● Предложенный отрывок
□ □ □ □

К моему великому огорчению, я вынужден высказать здесь несколько общих соображений. Моя эстетика, или, вернее, наука, которую я назвал бы современной эстетикой, слишком отличается от проповедуемых ныне догм, чтобы я решился говорить, не заручившись полным пониманием.
Посмотрим, каковы взгляды толпы на искусство. Она исходит из того, что вне художника существует некая абсолютная красота, или, лучше сказать, некое идеальное совершенство, к которому каждый стремится и приближается в той пли иной степени. Есть, следовательно, и некое общее мерило прекрасного, каковым является сама эта отвлеченная красота; с указанным мерилом люди подходят к любому произведению и, в зависимости от того, насколько оно соответствует этому мерилу, судят о достоинствах произведения. Сложилось так, что за образец был принят древнегреческий идеал красоты, и в оценке всех произведений искусства, созданных человечеством, стали исходить из большего или меньшего сходства этих произведений с произведениями греческого искусства.
Таким образом, многообразные творения неиссякающего человеческого гения оказались сведенными к древнегреческому образцу. Греческие художники нашли идеал красоты, и с тех пор мерило было определено; оставалось только подражать и воспроизводить модели возможно точнее. Есть люди, которые готовы вам доказать, что художники Возрождения велики именно тем, что были подражателями. Более двух тысяч лет меняется мир, цивилизации рождаются и гибнут, народы стремительно идут вперед или влачат дремотное существование среди вечно меняющихся нравов; а с другой стороны, повсюду рождаются художники: и бледными, холодными утрами в Голландии, и знойными, полными неги вечерами в Италии и Испании. Все равно! Есть абсолютная красота – всегда одна и та же, неподвижная, господствующая над веками; о нее беспощадно разбиваются и жизнь, и страсти, и воображение людей, которые радовались и страдали в течение более чем двух тысячелетий.

□ □ □ □

● Задания
A) Ответьте по отрывку на три вопроса:
(i) Как автор назвал бы свою науку?
(ii) Какой идеал красоты был принят за образец?
(iii) Какими утрами, по словам отрывка, рождаются художники в Голландии?
B) Пожалуйста, выпишите из отрывка фрагмент от слов «Посмотрим, каковы взгляды» до слов «произведениями греческого искусства.» включительно.
Приведённые далее пункты здесь никакой роли не играют.

□ □ □ □

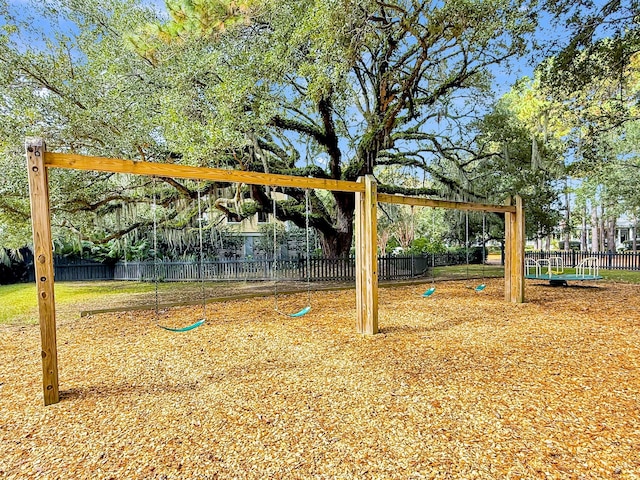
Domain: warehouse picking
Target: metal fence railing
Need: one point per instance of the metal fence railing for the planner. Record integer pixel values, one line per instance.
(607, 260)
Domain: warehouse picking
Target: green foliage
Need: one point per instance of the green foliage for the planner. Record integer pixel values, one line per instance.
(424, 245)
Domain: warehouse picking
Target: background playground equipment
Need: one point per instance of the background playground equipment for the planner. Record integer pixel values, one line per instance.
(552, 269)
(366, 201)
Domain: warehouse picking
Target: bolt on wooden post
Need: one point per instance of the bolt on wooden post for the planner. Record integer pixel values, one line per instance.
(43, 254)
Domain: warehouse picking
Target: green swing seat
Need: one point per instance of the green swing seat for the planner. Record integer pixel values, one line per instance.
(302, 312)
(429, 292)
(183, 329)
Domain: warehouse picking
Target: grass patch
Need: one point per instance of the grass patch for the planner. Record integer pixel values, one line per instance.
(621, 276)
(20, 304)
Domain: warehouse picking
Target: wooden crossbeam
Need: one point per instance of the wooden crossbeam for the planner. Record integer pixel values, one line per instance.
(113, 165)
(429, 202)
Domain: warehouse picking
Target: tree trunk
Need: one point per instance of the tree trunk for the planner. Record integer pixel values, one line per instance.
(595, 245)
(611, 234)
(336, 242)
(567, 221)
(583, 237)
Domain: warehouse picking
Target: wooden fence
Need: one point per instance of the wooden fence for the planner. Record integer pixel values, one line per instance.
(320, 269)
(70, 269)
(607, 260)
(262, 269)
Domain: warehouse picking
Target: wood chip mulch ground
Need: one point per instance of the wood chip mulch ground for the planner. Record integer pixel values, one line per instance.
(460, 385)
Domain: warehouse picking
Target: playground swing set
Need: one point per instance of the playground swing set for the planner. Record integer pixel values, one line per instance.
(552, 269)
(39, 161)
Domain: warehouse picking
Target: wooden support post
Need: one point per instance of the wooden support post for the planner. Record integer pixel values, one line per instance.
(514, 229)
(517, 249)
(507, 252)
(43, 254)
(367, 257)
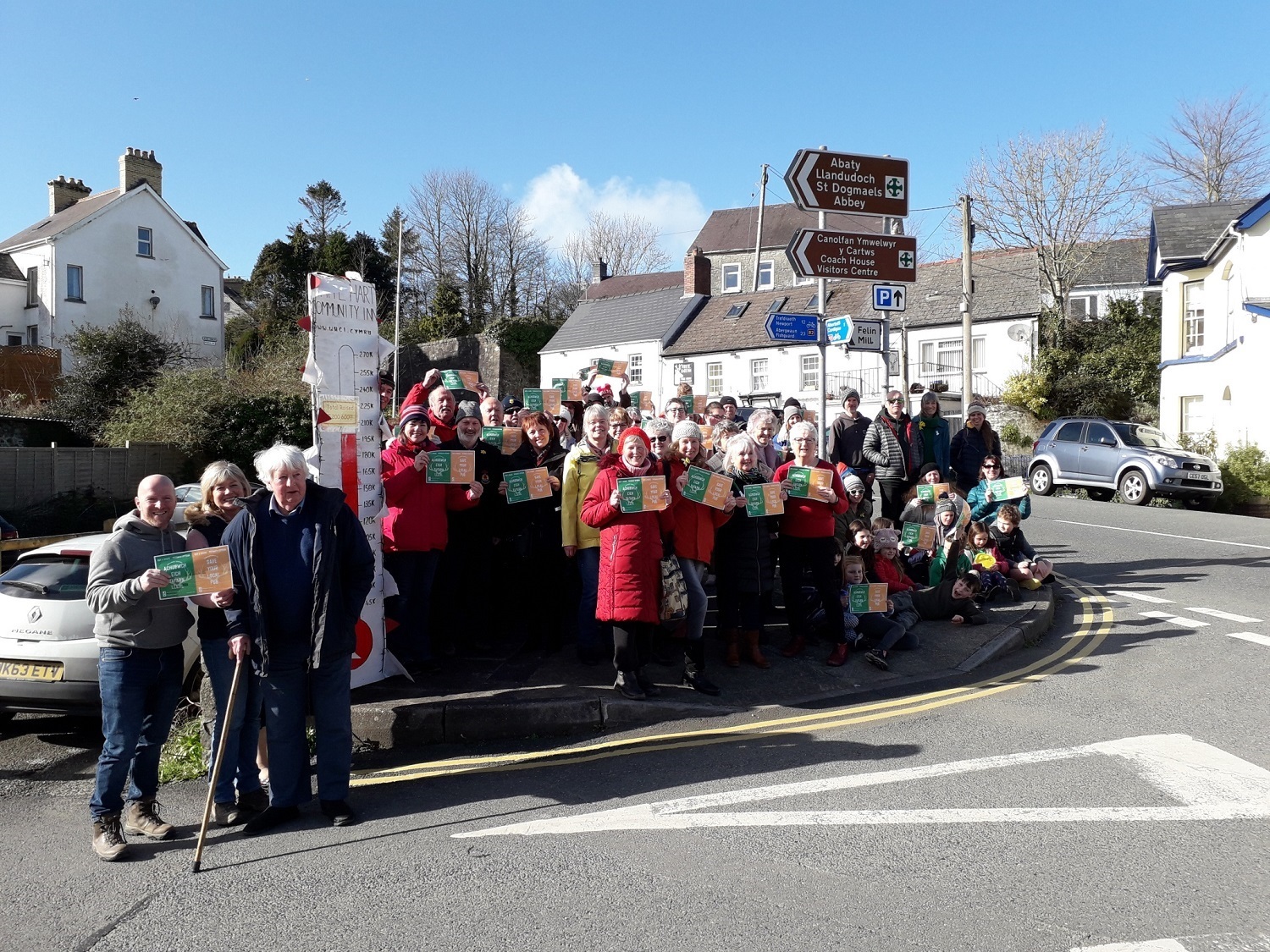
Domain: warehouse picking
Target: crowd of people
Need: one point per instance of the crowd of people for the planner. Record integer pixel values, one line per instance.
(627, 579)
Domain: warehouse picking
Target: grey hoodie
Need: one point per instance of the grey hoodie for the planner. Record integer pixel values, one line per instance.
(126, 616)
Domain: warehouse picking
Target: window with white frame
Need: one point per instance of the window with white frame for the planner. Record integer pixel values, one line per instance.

□ □ □ □

● Ответы на задания
A)
(i) Современной эстетикой.
(ii) Древнегреческий идеал красоты.
(iii) Бледными, холодными утрами.

B)
Посмотрим, каковы взгляды толпы на искусство. Она исходит из того, что вне художника существует некая абсолютная красота, или, лучше сказать, некое идеальное совершенство, к которому каждый стремится и приближается в той пли иной степени. Есть, следовательно, и некое общее мерило прекрасного, каковым является сама эта отвлеченная красота; с указанным мерилом люди подходят к любому произведению и, в зависимости от того, насколько оно соответствует этому мерилу, судят о достоинствах произведения. Сложилось так, что за образец был принят древнегреческий идеал красоты, и в оценке всех произведений искусства, созданных человечеством, стали исходить из большего или меньшего сходства этих произведений с произведениями греческого искусства.